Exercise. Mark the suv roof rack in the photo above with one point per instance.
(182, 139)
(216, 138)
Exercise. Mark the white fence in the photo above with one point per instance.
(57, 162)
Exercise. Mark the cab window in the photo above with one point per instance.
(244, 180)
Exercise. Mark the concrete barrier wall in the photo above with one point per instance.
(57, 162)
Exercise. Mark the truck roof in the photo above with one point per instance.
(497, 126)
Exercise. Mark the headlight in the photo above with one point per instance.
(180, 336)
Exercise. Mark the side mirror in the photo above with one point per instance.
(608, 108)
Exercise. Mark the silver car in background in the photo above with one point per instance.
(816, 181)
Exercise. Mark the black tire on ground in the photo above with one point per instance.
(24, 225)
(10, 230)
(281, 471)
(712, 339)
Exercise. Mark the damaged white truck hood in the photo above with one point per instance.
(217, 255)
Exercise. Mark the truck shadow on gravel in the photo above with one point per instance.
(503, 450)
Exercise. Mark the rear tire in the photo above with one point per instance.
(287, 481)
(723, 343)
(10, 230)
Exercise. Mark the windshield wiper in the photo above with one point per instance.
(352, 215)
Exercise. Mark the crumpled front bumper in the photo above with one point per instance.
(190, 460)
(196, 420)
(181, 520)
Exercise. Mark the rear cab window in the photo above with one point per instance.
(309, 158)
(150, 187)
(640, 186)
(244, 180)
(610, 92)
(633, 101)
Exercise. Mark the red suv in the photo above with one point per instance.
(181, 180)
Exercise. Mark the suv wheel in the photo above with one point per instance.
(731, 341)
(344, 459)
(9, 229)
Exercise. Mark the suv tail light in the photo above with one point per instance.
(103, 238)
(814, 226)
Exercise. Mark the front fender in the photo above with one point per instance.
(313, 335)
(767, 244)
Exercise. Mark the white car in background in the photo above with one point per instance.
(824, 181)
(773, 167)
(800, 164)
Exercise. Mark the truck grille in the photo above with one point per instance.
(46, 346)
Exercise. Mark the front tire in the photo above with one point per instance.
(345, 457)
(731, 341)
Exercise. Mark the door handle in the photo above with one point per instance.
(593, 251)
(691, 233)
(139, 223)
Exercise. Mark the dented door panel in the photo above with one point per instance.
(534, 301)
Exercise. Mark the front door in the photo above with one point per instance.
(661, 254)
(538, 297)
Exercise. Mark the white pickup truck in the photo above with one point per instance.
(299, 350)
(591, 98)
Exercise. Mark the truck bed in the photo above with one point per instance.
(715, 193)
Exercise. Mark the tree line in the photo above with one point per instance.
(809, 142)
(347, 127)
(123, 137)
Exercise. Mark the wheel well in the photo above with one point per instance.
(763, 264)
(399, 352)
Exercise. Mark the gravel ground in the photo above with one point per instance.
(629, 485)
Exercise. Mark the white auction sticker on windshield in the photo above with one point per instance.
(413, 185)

PROBLEM DETAILS: Output exactly the lines from the one holding "Exercise. Mark the truck bed" to the end of the material above, with both ends included.

RESPONSE AREA:
Exercise. Mark the truck bed in the photo above with one point per instance.
(715, 193)
Exercise. Mark the tree line in the photo above with one point per instance.
(809, 142)
(347, 127)
(123, 137)
Exercise. Mark the wheel well in the photo above with one point per instance.
(763, 264)
(399, 352)
Exercise. Mark the gravel ground in the photo above with one point per instance.
(629, 485)
Exercise. Mark the white auction sticker on windshield in the photo above with one point per instance.
(413, 185)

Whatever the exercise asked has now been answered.